_GIVEN TASK_
The records are to be restated in their entirety, word for word.

_DATA SUPPLIED_

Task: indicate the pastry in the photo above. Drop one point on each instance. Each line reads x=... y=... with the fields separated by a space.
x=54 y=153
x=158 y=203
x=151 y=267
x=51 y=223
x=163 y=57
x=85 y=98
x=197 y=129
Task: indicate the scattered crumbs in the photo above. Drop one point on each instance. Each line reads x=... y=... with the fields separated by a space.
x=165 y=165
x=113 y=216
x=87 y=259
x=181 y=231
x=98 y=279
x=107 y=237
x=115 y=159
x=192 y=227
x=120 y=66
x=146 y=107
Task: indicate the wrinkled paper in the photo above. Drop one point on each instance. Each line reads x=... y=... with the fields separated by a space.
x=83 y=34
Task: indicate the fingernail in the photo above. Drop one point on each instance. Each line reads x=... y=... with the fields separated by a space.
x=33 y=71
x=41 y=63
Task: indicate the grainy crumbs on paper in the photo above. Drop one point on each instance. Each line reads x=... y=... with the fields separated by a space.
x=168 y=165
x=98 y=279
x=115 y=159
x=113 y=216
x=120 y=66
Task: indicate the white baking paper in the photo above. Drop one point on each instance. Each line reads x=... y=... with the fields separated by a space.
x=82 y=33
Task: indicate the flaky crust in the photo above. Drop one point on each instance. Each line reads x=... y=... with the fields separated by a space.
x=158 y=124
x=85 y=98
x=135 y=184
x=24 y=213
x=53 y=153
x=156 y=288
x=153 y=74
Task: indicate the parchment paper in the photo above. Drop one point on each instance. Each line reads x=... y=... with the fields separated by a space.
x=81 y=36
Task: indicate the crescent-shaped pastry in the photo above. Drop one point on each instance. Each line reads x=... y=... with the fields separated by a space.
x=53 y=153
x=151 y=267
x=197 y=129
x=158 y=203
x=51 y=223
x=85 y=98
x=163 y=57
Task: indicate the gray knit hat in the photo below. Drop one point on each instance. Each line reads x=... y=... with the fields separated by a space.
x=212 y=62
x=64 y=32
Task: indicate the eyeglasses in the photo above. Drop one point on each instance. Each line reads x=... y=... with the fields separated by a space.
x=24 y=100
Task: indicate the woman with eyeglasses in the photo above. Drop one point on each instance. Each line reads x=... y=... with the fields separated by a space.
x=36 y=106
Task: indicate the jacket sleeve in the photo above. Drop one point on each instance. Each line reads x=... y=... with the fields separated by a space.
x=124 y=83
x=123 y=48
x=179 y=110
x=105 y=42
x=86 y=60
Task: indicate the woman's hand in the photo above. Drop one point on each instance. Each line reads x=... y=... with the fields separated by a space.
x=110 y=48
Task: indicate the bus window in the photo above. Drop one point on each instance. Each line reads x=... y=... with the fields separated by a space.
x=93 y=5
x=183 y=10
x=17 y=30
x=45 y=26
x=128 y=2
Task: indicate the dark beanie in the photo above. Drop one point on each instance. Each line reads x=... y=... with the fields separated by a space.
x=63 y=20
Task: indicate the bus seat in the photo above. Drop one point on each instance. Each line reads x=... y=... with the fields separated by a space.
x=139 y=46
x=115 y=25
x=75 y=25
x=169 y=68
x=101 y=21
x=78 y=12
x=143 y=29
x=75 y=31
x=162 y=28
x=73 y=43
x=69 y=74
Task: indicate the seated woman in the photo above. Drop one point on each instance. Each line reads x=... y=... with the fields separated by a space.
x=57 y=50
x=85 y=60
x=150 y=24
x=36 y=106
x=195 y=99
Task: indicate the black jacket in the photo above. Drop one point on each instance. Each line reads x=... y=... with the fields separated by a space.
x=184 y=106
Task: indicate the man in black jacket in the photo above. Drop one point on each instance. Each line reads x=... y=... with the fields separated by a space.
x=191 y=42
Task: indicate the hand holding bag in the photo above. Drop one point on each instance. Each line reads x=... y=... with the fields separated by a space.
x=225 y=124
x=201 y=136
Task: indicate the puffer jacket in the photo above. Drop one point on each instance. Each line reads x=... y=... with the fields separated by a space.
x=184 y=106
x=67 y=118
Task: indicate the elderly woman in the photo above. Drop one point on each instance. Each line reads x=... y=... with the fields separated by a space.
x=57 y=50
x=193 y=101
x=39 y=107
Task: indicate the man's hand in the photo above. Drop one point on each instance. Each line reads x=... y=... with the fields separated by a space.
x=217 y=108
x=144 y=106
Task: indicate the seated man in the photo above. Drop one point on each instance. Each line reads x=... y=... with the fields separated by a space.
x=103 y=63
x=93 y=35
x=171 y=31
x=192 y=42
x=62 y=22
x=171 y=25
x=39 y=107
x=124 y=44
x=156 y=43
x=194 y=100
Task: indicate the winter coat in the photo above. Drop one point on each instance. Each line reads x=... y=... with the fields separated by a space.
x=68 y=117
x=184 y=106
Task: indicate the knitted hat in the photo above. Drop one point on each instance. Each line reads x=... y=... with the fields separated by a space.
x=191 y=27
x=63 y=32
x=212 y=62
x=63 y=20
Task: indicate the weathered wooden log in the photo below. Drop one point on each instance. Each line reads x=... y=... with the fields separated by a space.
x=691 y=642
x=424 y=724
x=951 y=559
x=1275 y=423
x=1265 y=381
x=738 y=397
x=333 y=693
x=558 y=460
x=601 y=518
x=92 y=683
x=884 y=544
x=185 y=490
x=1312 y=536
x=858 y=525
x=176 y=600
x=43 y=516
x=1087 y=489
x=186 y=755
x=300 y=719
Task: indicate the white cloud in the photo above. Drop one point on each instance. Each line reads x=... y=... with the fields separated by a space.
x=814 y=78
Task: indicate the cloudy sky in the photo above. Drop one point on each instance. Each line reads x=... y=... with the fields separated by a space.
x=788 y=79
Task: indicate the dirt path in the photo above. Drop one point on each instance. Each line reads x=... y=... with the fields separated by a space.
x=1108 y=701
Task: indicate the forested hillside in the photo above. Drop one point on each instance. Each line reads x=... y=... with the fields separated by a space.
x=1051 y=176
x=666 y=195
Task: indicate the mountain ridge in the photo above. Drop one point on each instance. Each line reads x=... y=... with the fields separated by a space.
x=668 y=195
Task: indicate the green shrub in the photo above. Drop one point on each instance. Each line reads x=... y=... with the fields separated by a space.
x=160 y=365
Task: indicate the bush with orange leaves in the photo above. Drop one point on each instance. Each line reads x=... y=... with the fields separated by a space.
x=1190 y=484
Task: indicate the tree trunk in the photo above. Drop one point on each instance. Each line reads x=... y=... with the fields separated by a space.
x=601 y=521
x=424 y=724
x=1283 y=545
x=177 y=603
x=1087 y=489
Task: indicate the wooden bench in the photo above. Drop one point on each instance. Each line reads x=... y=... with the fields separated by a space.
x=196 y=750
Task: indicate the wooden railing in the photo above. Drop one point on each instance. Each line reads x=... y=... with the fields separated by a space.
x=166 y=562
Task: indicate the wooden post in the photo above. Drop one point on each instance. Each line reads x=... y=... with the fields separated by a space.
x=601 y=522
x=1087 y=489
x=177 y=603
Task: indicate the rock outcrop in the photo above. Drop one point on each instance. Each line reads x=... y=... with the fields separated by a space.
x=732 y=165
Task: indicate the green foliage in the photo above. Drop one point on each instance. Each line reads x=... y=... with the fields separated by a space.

_EXERCISE OUTPUT_
Task: indicate the pastry in the photo above. Drop one point on each instance. Each line reads x=... y=... with the fields separated by a space.
x=54 y=153
x=158 y=203
x=151 y=267
x=51 y=223
x=163 y=57
x=85 y=98
x=197 y=129
Task: indicate the scattered crumbs in the photo above. Drop one point on each instance. Each line reads x=... y=... with the fields separated by a space.
x=165 y=165
x=113 y=216
x=87 y=259
x=181 y=231
x=98 y=279
x=107 y=237
x=115 y=159
x=192 y=227
x=120 y=66
x=146 y=107
Task: indicate the wrinkled paper in the photo above. Drop one point on each instance. Each line reads x=... y=... with the fields separated by a space.
x=83 y=34
Task: indicate the fingernail in the photo above. Drop one point on each instance. Each line reads x=... y=... with the fields separated by a space.
x=33 y=71
x=41 y=63
Task: indicate the grainy crumbs on paper in the photo above. Drop one point on each instance. Each line reads x=... y=... with the fields separated by a space.
x=168 y=165
x=98 y=279
x=115 y=159
x=113 y=216
x=120 y=66
Task: indicate the white baking paper in the photo above. Drop one point on each instance. Each line reads x=... y=... with the fields separated by a space.
x=82 y=33
Task: indicate the flaky crust in the photo above. Drop one point on each instance. Each line reads x=... y=... with the fields separated by a space.
x=158 y=124
x=85 y=98
x=135 y=184
x=24 y=213
x=53 y=153
x=156 y=288
x=153 y=74
Task: indicate the parchment paper in the photo above. Drop one point on each instance. Each line reads x=... y=... with the fields separated by a space.
x=81 y=36
Task: indicate the crescent-shaped pastry in the photo above. Drop one point on each instance. Each line reads x=... y=... with the fields separated by a space.
x=53 y=153
x=151 y=267
x=197 y=129
x=158 y=203
x=51 y=223
x=85 y=98
x=163 y=57
Task: indicate the gray knit hat in the photo below. Drop one point on each instance. Each line reads x=... y=... with the fields separated by a space.
x=212 y=62
x=64 y=32
Task: indicate the eyeglasses in the photo above. Drop one point on each instance. Each line reads x=... y=... with the fields separated by a space.
x=24 y=100
Task: indicate the woman with eyeglasses in the photo above. Drop one point on each instance. Each line reads x=... y=... with the fields separated by a space.
x=36 y=106
Task: indicate the jacket sleeve in the photo above. Drop one point on each instance. Each line reads x=... y=... with the fields separated by a space.
x=124 y=83
x=123 y=48
x=179 y=110
x=105 y=42
x=86 y=60
Task: indicate the woman's hand in the photo above. Drop one point on each instance. Each line reads x=... y=... with the fields separated by a space.
x=110 y=48
Task: indicate the bus window in the photo above. Drop one point on each instance. Each line reads x=... y=... with the fields separated by a space.
x=93 y=5
x=183 y=10
x=17 y=30
x=45 y=26
x=128 y=2
Task: indicate the dark beanie in the photo above. Drop one point on each instance. Each line reads x=... y=... with the fields separated by a space.
x=63 y=20
Task: indicate the bus seat in the photo above. Drop one point on each instance. Each line reads x=... y=... with the fields separated by a space.
x=139 y=46
x=115 y=25
x=75 y=25
x=169 y=68
x=101 y=21
x=78 y=12
x=143 y=29
x=75 y=31
x=162 y=28
x=73 y=43
x=69 y=74
Task: indicate the seated woman in the photo above. Drop one point on each instance. Each line reads x=... y=... with the fields separated by a space.
x=57 y=50
x=85 y=60
x=150 y=24
x=36 y=106
x=195 y=99
Task: indicate the black jacket in the photo above. Drop one point on each instance. Each line reads x=... y=... with the fields separated by a space.
x=184 y=106
Task: indicate the man in black jacket in the photo above. Drop one point on each instance. Each line reads x=... y=... with the fields separated by a space.
x=191 y=42
Task: indicate the hand holding bag in the photo above. Drop one point on each instance. Each line reads x=... y=... with the fields separated by a space.
x=225 y=124
x=201 y=136
Task: indicate the puffer jacket in the photo above. Drop one point on each instance. Each line reads x=... y=... with the fields separated by a space.
x=184 y=106
x=67 y=118
Task: indicate the elderly woman in the photo above. Drop one point on each instance. Each line reads x=... y=... with the fields separated by a space.
x=57 y=50
x=193 y=101
x=39 y=107
Task: indicate the man's hand in the photo above. Drop one point on each instance. Each line reads x=... y=... with the fields separated by a space.
x=217 y=108
x=144 y=106
Task: indicate the seated man in the photo above. Drop one point on each instance. Each line reads x=... y=... with the fields separated by a space.
x=103 y=63
x=93 y=35
x=171 y=31
x=192 y=42
x=62 y=22
x=171 y=25
x=39 y=107
x=124 y=44
x=156 y=43
x=194 y=100
Task: indicate the winter coat in the photo above. Drop one point on each instance. Each line reads x=... y=... with the fields separated by a space.
x=68 y=117
x=184 y=106
Task: indicate the knitted hat in the photo above. Drop one point on each instance. Each line reads x=... y=... with the fields separated by a space.
x=191 y=27
x=63 y=32
x=212 y=62
x=63 y=20
Task: indicate the weathered wooden log in the photo below. Drop one point on each instance. Each line reads x=... y=... with the fields separated by a space.
x=691 y=642
x=424 y=724
x=951 y=559
x=1275 y=423
x=1265 y=381
x=738 y=397
x=333 y=693
x=558 y=460
x=601 y=518
x=92 y=683
x=884 y=544
x=185 y=490
x=1312 y=536
x=858 y=525
x=176 y=600
x=43 y=516
x=1087 y=489
x=186 y=755
x=300 y=719
Task: indicate the white cloud in the photo above. Drop one point on each instance. Each line reads x=... y=... with the fields separated by a space.
x=814 y=78
Task: indicate the cloudy sky in the photo above. Drop one point on each instance. Each line reads x=... y=... with the fields separated by a space.
x=788 y=79
Task: indicate the dirt path in the photo above. Drop one point on each instance. Each line reads x=... y=... with the fields separated by a space.
x=1108 y=701
Task: indicate the forested hillside in the photo above. Drop one point on each instance. Each line reads x=... y=... with the fields separated by a space.
x=1051 y=176
x=666 y=195
Task: indicate the mountain ridge in the photo above. Drop one point on each instance. Each line reads x=... y=... with the fields separated by a space.
x=668 y=195
Task: indicate the green shrub in the photo above. Drop one point on each instance. Each line reads x=... y=... with the fields separated by a space.
x=160 y=365
Task: indicate the bush with orange leaves in the photo above. Drop one point on each instance. Each line reads x=... y=... with the fields separated by a space.
x=1190 y=484
Task: indicate the tree trunk in the photo above. Drop one point on each instance. Each line reads x=... y=... with the fields separated by a space.
x=601 y=521
x=424 y=724
x=1283 y=545
x=177 y=603
x=1087 y=489
Task: indicate the wooden bench in the photo above. Drop one point on each instance. Each line reads x=... y=... with the fields separated by a space.
x=196 y=750
Task: indicate the wooden railing in the photo above. Drop one point on each instance. Each line reads x=... y=... with the fields separated by a space.
x=166 y=562
Task: indicate the wooden post in the photo above. Drop one point on each instance. Each line reads x=... y=... with the fields separated by a space.
x=601 y=522
x=1087 y=489
x=177 y=603
Task: indicate the rock outcrop in the photo above. Drop one point on each instance. Each line reads x=... y=... with the fields separated by a space.
x=732 y=165
Task: indicate the green foliage in the photo above. Drop one point on each instance. Each line reads x=... y=... with the fields separated by a space.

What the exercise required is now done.